*Data for the task*
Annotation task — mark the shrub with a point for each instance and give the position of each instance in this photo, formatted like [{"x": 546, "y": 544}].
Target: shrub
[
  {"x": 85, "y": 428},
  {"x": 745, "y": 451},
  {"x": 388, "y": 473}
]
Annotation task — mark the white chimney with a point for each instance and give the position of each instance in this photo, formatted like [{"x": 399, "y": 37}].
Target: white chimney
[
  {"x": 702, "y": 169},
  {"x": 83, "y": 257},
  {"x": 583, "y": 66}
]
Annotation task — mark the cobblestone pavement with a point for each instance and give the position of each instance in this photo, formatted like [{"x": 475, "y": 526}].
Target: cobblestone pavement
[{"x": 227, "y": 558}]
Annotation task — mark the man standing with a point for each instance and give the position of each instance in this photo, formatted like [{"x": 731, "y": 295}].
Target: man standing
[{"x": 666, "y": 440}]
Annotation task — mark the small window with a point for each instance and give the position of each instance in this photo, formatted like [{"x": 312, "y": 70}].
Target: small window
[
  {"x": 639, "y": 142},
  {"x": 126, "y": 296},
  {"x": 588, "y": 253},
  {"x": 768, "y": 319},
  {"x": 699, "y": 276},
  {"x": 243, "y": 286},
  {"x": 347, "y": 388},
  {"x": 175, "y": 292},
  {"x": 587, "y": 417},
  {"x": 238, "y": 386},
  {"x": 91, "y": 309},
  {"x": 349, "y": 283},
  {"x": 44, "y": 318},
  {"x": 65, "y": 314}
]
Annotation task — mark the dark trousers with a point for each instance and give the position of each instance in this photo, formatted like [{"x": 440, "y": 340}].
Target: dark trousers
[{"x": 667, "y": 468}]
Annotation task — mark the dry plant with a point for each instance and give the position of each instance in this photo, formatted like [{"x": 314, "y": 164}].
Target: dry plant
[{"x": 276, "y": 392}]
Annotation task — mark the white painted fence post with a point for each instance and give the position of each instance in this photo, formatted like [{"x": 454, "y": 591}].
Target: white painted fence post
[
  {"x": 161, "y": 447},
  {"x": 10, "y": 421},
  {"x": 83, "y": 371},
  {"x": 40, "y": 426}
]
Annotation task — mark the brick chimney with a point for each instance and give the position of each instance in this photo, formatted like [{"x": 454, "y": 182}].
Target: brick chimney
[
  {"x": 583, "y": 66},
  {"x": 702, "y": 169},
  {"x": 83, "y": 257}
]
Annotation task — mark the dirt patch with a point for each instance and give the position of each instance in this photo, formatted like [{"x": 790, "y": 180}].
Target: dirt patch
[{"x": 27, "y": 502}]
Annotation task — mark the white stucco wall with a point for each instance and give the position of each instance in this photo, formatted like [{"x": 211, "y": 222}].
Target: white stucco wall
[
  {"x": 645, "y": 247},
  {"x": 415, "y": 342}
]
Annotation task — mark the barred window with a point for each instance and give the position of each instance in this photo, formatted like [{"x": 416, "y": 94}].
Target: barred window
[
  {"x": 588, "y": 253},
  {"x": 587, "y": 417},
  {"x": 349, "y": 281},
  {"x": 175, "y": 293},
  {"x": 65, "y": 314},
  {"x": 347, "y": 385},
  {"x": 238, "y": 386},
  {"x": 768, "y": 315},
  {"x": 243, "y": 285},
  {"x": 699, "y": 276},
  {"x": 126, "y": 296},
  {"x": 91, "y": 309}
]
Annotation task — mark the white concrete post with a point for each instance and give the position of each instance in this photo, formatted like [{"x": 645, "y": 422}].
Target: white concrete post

*Exercise instructions*
Return, in full, every line of these entries that holds "concrete".

*Response to the task*
Annotation task — mark the white concrete post with a point for each instance and give the position of each instance in this photo, formatted like [{"x": 645, "y": 422}].
Target: white concrete post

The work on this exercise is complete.